───── Data section ─────
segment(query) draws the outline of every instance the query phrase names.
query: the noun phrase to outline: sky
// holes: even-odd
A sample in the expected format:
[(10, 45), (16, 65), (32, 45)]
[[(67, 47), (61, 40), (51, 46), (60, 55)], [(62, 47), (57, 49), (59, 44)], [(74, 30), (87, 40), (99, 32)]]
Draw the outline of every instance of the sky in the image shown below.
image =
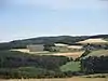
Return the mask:
[(0, 0), (0, 42), (108, 33), (107, 0)]

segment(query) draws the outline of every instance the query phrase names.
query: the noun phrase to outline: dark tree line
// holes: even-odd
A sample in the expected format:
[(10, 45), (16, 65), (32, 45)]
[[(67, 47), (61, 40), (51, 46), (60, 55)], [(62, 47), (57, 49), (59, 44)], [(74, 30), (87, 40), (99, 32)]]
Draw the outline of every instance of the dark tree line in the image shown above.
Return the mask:
[(108, 56), (90, 56), (82, 59), (81, 69), (85, 73), (108, 73)]

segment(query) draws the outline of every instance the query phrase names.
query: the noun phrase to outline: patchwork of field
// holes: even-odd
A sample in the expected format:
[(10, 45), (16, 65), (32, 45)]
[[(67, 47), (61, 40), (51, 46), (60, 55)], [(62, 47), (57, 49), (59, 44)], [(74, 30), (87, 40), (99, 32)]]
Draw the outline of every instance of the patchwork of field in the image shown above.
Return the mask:
[(108, 41), (104, 40), (104, 39), (87, 39), (84, 41), (79, 41), (77, 43), (82, 43), (82, 44), (86, 44), (86, 43), (108, 43)]
[(108, 50), (97, 50), (97, 51), (93, 51), (91, 52), (87, 56), (108, 56)]
[(64, 79), (14, 79), (14, 80), (0, 80), (0, 81), (108, 81), (107, 78), (64, 78)]
[(67, 57), (72, 57), (73, 59), (80, 57), (84, 53), (84, 51), (67, 52), (67, 53), (55, 53), (55, 52), (48, 52), (48, 51), (43, 51), (43, 52), (29, 52), (29, 50), (27, 50), (27, 49), (16, 49), (16, 50), (11, 50), (11, 51), (18, 51), (18, 52), (29, 53), (29, 54), (35, 54), (35, 55), (67, 56)]
[(69, 62), (60, 67), (62, 71), (80, 71), (80, 62)]
[(50, 54), (50, 55), (67, 56), (67, 57), (72, 57), (75, 59), (75, 58), (80, 57), (83, 53), (84, 53), (84, 51), (71, 52), (71, 53), (53, 53), (53, 54)]

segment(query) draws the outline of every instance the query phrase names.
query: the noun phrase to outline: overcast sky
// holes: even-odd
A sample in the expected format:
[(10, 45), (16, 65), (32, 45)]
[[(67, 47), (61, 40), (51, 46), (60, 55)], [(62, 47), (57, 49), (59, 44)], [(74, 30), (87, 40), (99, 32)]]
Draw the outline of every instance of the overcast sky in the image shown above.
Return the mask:
[(0, 1), (0, 41), (108, 33), (107, 0)]

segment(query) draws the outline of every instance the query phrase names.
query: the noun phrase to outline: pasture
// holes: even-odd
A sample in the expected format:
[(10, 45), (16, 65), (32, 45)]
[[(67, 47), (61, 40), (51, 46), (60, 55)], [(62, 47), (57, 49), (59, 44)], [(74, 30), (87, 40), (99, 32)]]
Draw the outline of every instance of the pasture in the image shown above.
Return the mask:
[(87, 39), (87, 40), (84, 40), (84, 41), (79, 41), (77, 43), (81, 43), (81, 44), (95, 43), (95, 44), (98, 44), (98, 43), (108, 43), (108, 41), (98, 38), (98, 39)]
[(108, 50), (97, 50), (97, 51), (92, 51), (87, 56), (108, 56)]
[(69, 62), (60, 67), (62, 71), (80, 71), (80, 62)]
[(108, 81), (108, 79), (72, 77), (72, 78), (63, 78), (63, 79), (10, 79), (10, 80), (0, 80), (0, 81)]

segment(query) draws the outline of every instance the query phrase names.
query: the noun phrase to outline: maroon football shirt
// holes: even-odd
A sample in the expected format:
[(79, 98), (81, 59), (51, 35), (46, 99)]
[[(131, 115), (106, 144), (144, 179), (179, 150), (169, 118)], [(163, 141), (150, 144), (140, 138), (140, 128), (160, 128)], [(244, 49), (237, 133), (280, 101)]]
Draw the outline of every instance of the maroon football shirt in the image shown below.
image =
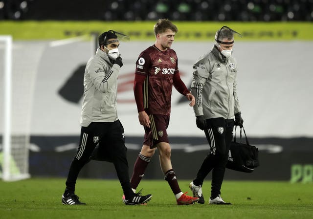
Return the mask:
[(148, 114), (170, 115), (173, 77), (174, 74), (179, 73), (177, 62), (174, 50), (168, 48), (161, 51), (155, 45), (139, 56), (136, 74), (146, 75), (143, 86), (143, 107)]

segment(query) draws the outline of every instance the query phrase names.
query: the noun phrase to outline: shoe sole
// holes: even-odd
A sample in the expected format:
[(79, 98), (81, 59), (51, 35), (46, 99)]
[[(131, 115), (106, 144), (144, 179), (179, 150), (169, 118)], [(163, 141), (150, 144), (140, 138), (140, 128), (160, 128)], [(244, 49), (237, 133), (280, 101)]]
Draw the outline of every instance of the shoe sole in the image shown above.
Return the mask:
[(192, 189), (192, 186), (191, 186), (191, 183), (189, 184), (189, 188), (190, 189), (190, 190), (191, 190), (191, 192), (192, 192), (192, 193), (194, 195), (194, 197), (198, 197), (199, 198), (199, 200), (197, 201), (197, 202), (199, 204), (204, 204), (204, 200), (203, 200), (203, 201), (201, 201), (200, 200), (200, 197), (199, 197), (199, 196), (198, 196), (197, 194), (195, 194), (194, 193), (193, 190)]
[(126, 205), (147, 205), (147, 202), (148, 202), (149, 201), (150, 201), (152, 197), (152, 196), (150, 196), (148, 197), (147, 197), (145, 200), (142, 201), (142, 202), (137, 203), (135, 203), (135, 203), (126, 203), (126, 202), (124, 202), (124, 203)]
[(231, 203), (229, 202), (215, 202), (215, 203), (209, 203), (209, 204), (219, 204), (219, 205), (231, 205)]
[(195, 199), (191, 201), (191, 202), (177, 202), (178, 205), (188, 205), (191, 204), (194, 204), (195, 202), (197, 202), (199, 200), (199, 198), (198, 198), (198, 199)]
[(67, 203), (66, 201), (65, 201), (63, 199), (63, 198), (62, 198), (62, 204), (64, 204), (64, 205), (87, 205), (86, 203), (84, 203), (83, 204), (82, 204), (82, 203), (81, 203), (81, 204), (67, 204)]

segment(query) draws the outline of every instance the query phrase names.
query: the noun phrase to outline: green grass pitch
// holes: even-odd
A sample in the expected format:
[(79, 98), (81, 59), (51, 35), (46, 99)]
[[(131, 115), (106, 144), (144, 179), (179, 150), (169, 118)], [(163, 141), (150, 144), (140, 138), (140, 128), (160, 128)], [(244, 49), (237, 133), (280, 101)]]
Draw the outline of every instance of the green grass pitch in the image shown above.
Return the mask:
[[(183, 192), (190, 180), (179, 180)], [(222, 197), (232, 205), (208, 204), (210, 181), (203, 190), (205, 203), (177, 205), (165, 180), (143, 180), (138, 188), (152, 194), (147, 205), (126, 206), (117, 180), (79, 178), (76, 194), (86, 206), (63, 205), (64, 178), (0, 181), (0, 219), (312, 219), (312, 184), (225, 180)]]

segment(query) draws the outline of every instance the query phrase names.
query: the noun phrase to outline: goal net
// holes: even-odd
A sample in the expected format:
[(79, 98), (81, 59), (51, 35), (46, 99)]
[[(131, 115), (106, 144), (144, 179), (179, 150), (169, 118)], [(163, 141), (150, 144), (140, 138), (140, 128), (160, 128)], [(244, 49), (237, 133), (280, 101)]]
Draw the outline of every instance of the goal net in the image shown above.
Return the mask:
[(40, 60), (34, 56), (41, 53), (21, 46), (13, 44), (11, 36), (0, 36), (0, 176), (5, 181), (30, 177), (31, 106)]

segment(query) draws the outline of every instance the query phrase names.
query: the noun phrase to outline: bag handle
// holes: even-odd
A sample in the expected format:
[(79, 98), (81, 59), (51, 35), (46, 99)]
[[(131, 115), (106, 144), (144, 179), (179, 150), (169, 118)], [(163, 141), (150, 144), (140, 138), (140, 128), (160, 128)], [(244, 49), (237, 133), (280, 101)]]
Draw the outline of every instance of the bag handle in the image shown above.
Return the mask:
[[(234, 137), (234, 142), (236, 143), (236, 130), (237, 130), (237, 126), (235, 126), (235, 136)], [(244, 130), (244, 133), (245, 133), (245, 136), (246, 137), (246, 144), (247, 145), (250, 145), (250, 144), (249, 144), (249, 141), (248, 141), (248, 138), (246, 137), (246, 131), (245, 130), (245, 128), (244, 128), (244, 126), (243, 126), (243, 128), (242, 129)], [(241, 142), (241, 138), (242, 138), (242, 131), (241, 131), (242, 128), (240, 128), (240, 142)]]

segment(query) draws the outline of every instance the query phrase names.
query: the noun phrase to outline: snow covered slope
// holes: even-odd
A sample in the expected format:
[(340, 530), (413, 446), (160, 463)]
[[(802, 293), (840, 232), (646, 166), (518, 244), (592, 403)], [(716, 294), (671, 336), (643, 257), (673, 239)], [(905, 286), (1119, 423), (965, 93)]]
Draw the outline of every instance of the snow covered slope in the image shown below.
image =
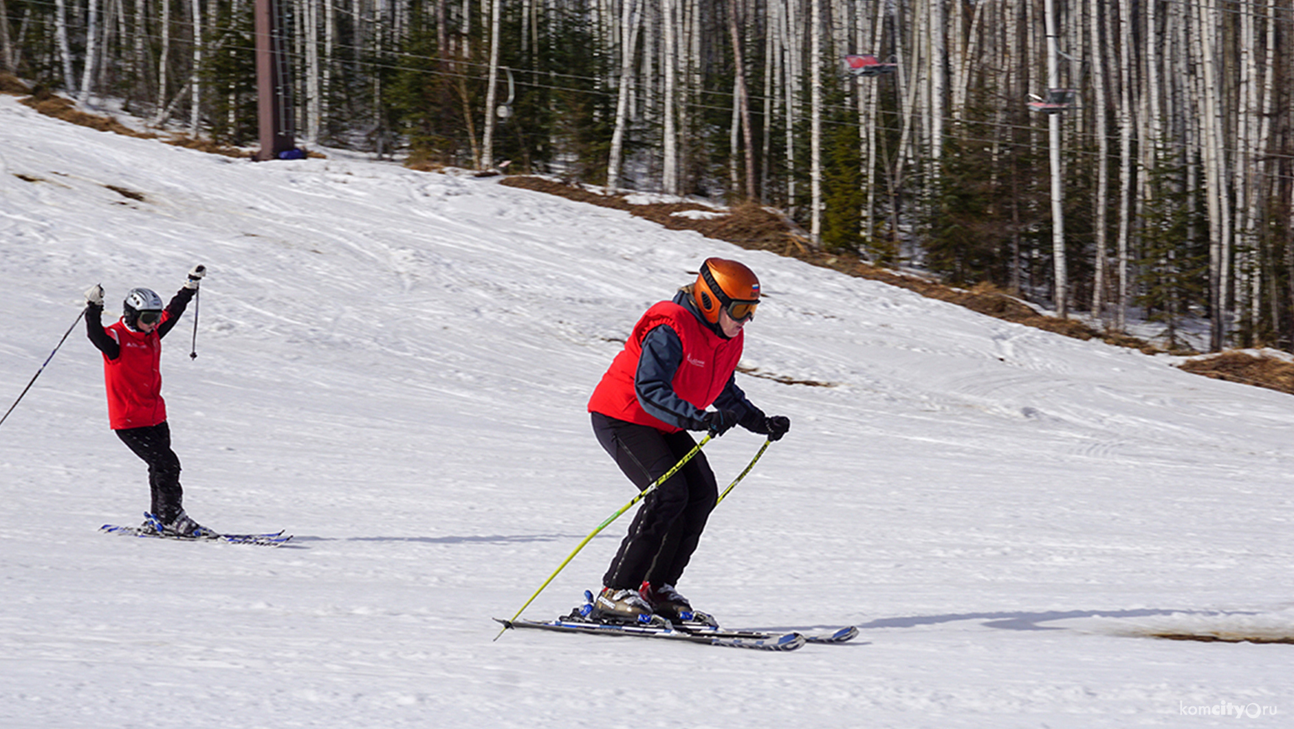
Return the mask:
[[(254, 164), (0, 97), (0, 398), (82, 291), (163, 298), (186, 506), (291, 546), (97, 532), (146, 508), (79, 324), (0, 426), (0, 725), (1288, 725), (1294, 399), (624, 212), (334, 154)], [(760, 654), (507, 633), (633, 495), (585, 401), (707, 256), (767, 303), (739, 383), (791, 434), (679, 584)], [(197, 359), (190, 359), (198, 320)], [(110, 316), (105, 316), (109, 321)], [(784, 385), (779, 379), (823, 386)], [(707, 447), (731, 479), (761, 439)], [(597, 585), (628, 518), (527, 611)], [(1273, 716), (1273, 712), (1276, 715)]]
─────
What you are asked to do:
Switch "sky" to "horizon" and write out the records from the first line through the line that contains "[(0, 0), (0, 42), (108, 33), (107, 0)]", changing nothing else. Leave the picture out.

Correct answer:
segment(query) draws the outline of every instance the query phrase names.
query: the noun phrase to outline: horizon
// holes: even-odd
A sample in the expected format:
[(10, 45), (16, 65), (32, 45)]
[[(67, 47), (61, 40), (51, 46), (60, 55)], [(62, 47), (57, 49), (59, 44)], [(74, 30), (87, 40), (99, 32)]]
Draw the outline of every instance of the horizon in the image shown below.
image =
Return the mask:
[(0, 0), (0, 42), (108, 33), (107, 0)]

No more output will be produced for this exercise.